▶ **Problem requirements**: Please write out every line of the entries below, shifting each coordinate in the answers by adding 136 to it and leaving all other lines unchanged.

Coordinate annotation entries:
+ + + +

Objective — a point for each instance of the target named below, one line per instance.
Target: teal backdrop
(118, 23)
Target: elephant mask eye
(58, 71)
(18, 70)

+ + + +

▶ **Result for this task**:
Objective — a point for each instance of the target named below, one line per instance.
Target: teal backdrop
(254, 159)
Target: elephant mask eye
(194, 207)
(154, 206)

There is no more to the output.